— start of Dataset extract —
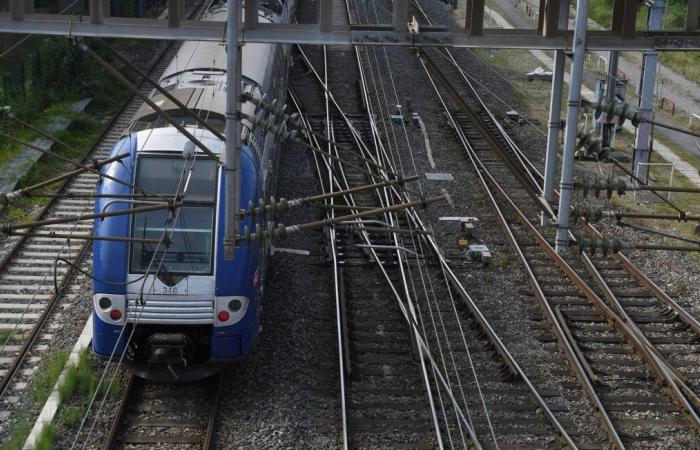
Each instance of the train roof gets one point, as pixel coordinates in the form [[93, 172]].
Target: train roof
[[169, 139]]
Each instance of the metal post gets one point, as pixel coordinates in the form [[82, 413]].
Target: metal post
[[609, 123], [17, 9], [174, 13], [325, 15], [233, 127], [642, 140], [251, 14], [400, 14], [554, 109], [692, 17], [475, 17], [96, 15], [574, 104]]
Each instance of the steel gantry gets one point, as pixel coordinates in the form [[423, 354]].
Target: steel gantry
[[21, 18]]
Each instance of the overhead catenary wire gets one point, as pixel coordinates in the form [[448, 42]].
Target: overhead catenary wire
[[168, 229]]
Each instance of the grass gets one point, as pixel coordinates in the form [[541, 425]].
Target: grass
[[78, 388], [46, 438], [80, 379], [46, 379], [685, 63], [19, 435], [4, 335]]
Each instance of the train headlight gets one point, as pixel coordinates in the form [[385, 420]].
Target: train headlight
[[105, 303], [110, 308], [229, 310]]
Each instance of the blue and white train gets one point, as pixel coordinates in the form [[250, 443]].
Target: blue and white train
[[181, 311]]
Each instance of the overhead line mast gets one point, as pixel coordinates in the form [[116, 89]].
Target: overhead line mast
[[232, 156]]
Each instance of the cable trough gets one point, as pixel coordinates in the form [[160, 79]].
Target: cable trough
[[628, 343]]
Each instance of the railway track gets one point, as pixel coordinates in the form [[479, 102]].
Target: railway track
[[618, 345], [179, 415], [379, 346], [385, 401], [27, 272]]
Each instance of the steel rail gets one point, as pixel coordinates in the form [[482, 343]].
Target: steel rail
[[564, 344], [6, 197], [36, 330], [533, 174], [408, 316], [485, 326], [655, 365], [213, 389]]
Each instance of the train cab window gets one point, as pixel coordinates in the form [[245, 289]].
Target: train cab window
[[192, 232]]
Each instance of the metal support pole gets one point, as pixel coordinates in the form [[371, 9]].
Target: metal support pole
[[554, 108], [251, 14], [96, 14], [17, 9], [574, 105], [174, 13], [609, 123], [325, 14], [643, 138], [233, 127], [692, 17], [475, 17]]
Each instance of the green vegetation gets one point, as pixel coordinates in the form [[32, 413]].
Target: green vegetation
[[19, 435], [81, 380], [46, 377], [36, 94], [77, 390], [685, 63], [46, 438], [4, 335]]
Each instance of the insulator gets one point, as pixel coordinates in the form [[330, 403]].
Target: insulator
[[251, 208], [589, 214], [592, 145]]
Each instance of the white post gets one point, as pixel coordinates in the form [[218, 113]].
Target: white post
[[233, 128], [642, 141], [555, 113], [574, 105]]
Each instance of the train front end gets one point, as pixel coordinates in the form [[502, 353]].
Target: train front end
[[165, 296]]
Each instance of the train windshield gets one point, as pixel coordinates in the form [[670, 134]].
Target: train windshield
[[191, 231]]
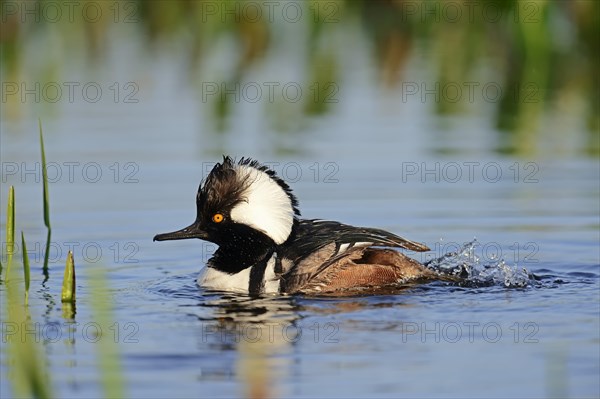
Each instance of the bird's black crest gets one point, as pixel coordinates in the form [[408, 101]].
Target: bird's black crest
[[222, 188]]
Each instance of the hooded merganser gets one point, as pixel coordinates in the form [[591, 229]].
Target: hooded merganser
[[265, 248]]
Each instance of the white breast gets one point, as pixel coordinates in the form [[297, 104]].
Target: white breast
[[216, 280]]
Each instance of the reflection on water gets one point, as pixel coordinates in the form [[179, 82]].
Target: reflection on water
[[533, 64], [261, 331]]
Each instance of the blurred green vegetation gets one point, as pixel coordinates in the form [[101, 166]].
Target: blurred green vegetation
[[531, 57]]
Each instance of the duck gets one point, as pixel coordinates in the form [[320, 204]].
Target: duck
[[266, 248]]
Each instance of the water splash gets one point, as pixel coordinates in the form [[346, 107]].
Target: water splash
[[468, 268]]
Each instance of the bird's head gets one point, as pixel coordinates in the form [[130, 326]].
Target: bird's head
[[239, 201]]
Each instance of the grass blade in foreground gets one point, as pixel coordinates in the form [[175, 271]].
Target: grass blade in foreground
[[28, 373], [68, 291], [110, 371], [10, 229], [46, 203], [25, 267]]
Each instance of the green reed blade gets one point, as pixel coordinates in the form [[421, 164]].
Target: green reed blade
[[68, 291], [109, 363], [46, 203], [25, 267], [10, 229], [44, 179], [28, 370]]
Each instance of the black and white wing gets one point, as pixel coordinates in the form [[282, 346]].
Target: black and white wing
[[317, 244]]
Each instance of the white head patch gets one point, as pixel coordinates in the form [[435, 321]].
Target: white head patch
[[266, 206]]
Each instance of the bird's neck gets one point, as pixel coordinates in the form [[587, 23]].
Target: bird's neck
[[242, 250]]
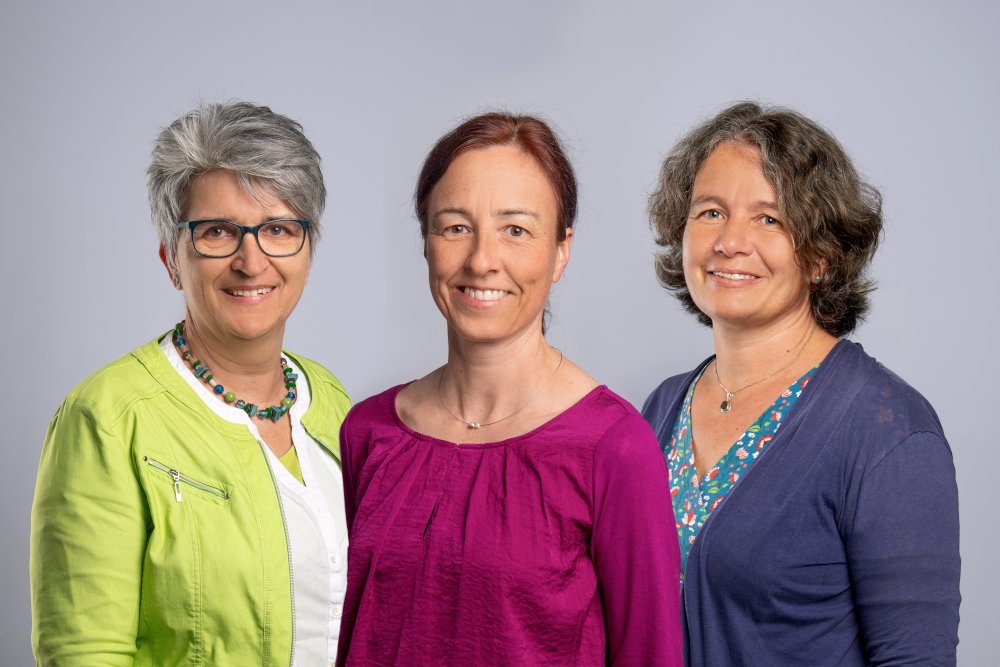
— end of Dataset extract —
> **Challenge**
Turn the lines above into a JSON list of strings, one string per line, skipping blank lines and leaving out the pictures.

> **The reply**
[
  "Each instance of the train roof gets one point, as pixel coordinates in the form [[93, 172]].",
  "Target: train roof",
  "[[169, 139]]",
  "Each instance of the metal post gets one point, as pixel coordinates in the form [[82, 413]].",
  "Target: metal post",
  "[[609, 123], [17, 9], [174, 13], [325, 15], [233, 127], [642, 140], [251, 14], [400, 14], [554, 109], [692, 17], [475, 17], [96, 15], [574, 104]]",
  "Each instance of the steel gantry gets one point, as pixel coordinates in the form [[423, 354]].",
  "Target: steel gantry",
  "[[21, 18]]",
  "Each instance of the overhead catenary wire gets one point, as pixel coordinates in the form [[448, 42]].",
  "Target: overhead catenary wire",
  "[[168, 229]]",
  "Each instance of the grass gets one point, as pixel coordinates in the form [[541, 425]].",
  "Target: grass",
  "[[78, 388], [46, 438], [80, 379], [46, 379], [685, 63], [19, 435], [4, 335]]",
  "Each instance of the train headlight gets one point, as pixel coordinates in the form [[385, 420]].",
  "Target: train headlight",
  "[[105, 303], [110, 308], [229, 310]]",
  "Each instance of the blue and white train gets one point, as pixel coordinates in the form [[250, 443]].",
  "Target: blue and white train",
  "[[181, 311]]",
  "Each instance of the overhead line mast gets one point, as pixel coordinates in the form [[116, 89]].",
  "Target: overhead line mast",
  "[[232, 156]]",
  "Each instance of the cable trough gets one point, as pixel coordinates in the form [[160, 79]].",
  "Target: cable trough",
  "[[628, 343]]",
  "Each instance of the railway track gets one point, as pixel coordinates in the form [[479, 102]].",
  "Target: railway track",
  "[[618, 345], [179, 415], [379, 346], [385, 401], [27, 272]]",
  "Each instance of the steel rail gets one point, as pixel coordinates in the form [[482, 343]].",
  "Target: steel rail",
  "[[564, 344], [6, 197], [36, 330], [533, 174], [408, 316], [485, 326], [655, 365], [213, 389]]",
  "Each instance of the train cab window gets one point, as pixel coordinates in the form [[245, 289]].",
  "Target: train cab window",
  "[[192, 232]]",
  "Each instance of the metal support pole gets one point, as pixel coordinates in the form [[371, 9]].",
  "Target: metal support pole",
  "[[554, 108], [251, 14], [96, 14], [17, 9], [574, 105], [174, 13], [609, 123], [325, 14], [643, 138], [233, 127], [692, 17], [475, 17]]",
  "Each instance of the green vegetation gets one point, as pixel coordinates in the form [[32, 413]].",
  "Target: green vegetation",
  "[[19, 435], [81, 380], [46, 377], [36, 94], [77, 390], [685, 63], [46, 438], [4, 335]]",
  "Each instance of the insulator gets one point, as pixel coordinates in the form [[330, 403]].",
  "Target: insulator",
  "[[251, 208], [589, 214], [592, 145]]",
  "Each instance of the white post gets one point, as pixel coordinates in the form [[218, 113]].",
  "Target: white post",
  "[[233, 128], [642, 141], [555, 113], [574, 105]]",
  "Each instance of the train front end gets one point, as pixel coordinates in the form [[502, 353]].",
  "Target: train front end",
  "[[165, 296]]",
  "Each instance of the train windshield gets one point, as pixel coordinates in the form [[670, 134]].",
  "Target: train windshield",
  "[[191, 231]]",
  "Each instance of the bird's black crest gets one point, as pixel coordinates in the form [[408, 101]].",
  "Target: bird's black crest",
  "[[222, 188]]",
  "Each instance of the hooded merganser gets one point, as pixel coordinates in the form [[591, 229]].",
  "Target: hooded merganser",
  "[[265, 248]]",
  "Each instance of the white breast gets one point, as pixel coordinates in the form [[297, 104]].",
  "Target: white breast",
  "[[216, 280]]",
  "Each instance of the reflection on water gets one point, as pixel coordinates in the form [[179, 82]].",
  "Target: reflection on water",
  "[[533, 64], [261, 331]]",
  "Each instance of the blurred green vegetation gets one point, as pixel coordinates in the form [[101, 166]].",
  "Target: blurred green vegetation",
  "[[531, 57]]",
  "Each instance of the duck gets one point, as pixel coordinates in the form [[320, 204]].",
  "Target: duck",
  "[[266, 248]]",
  "Each instance of the water splash gets one point, as pixel coordinates in the form [[346, 107]].",
  "Target: water splash",
  "[[468, 268]]",
  "Each instance of the bird's head gets one point, as pixel coordinates in the form [[130, 326]].",
  "Target: bird's head",
  "[[239, 201]]",
  "Each instance of the grass blade in foreground gets one point, as pixel coordinates in the form [[175, 271]].",
  "Target: grass blade in foreground",
  "[[28, 373], [68, 291], [110, 371], [10, 229], [46, 203], [25, 267]]",
  "Each instance of the green reed blade gets one point, as pixel coordinates in the form [[421, 164]].",
  "Target: green reed blade",
  "[[68, 291], [109, 363], [46, 203], [25, 267], [10, 229], [44, 179], [28, 370]]",
  "Each instance of the black and white wing gets one point, as pixel coordinates in the form [[282, 346]].",
  "Target: black and white wing",
  "[[317, 244]]",
  "Each instance of the white head patch gets one point, as pixel coordinates in the form [[435, 321]].",
  "Target: white head patch",
  "[[266, 206]]",
  "Each instance of the bird's neck gets one point, as pixel coordinates in the form [[587, 23]].",
  "Target: bird's neck",
  "[[242, 250]]"
]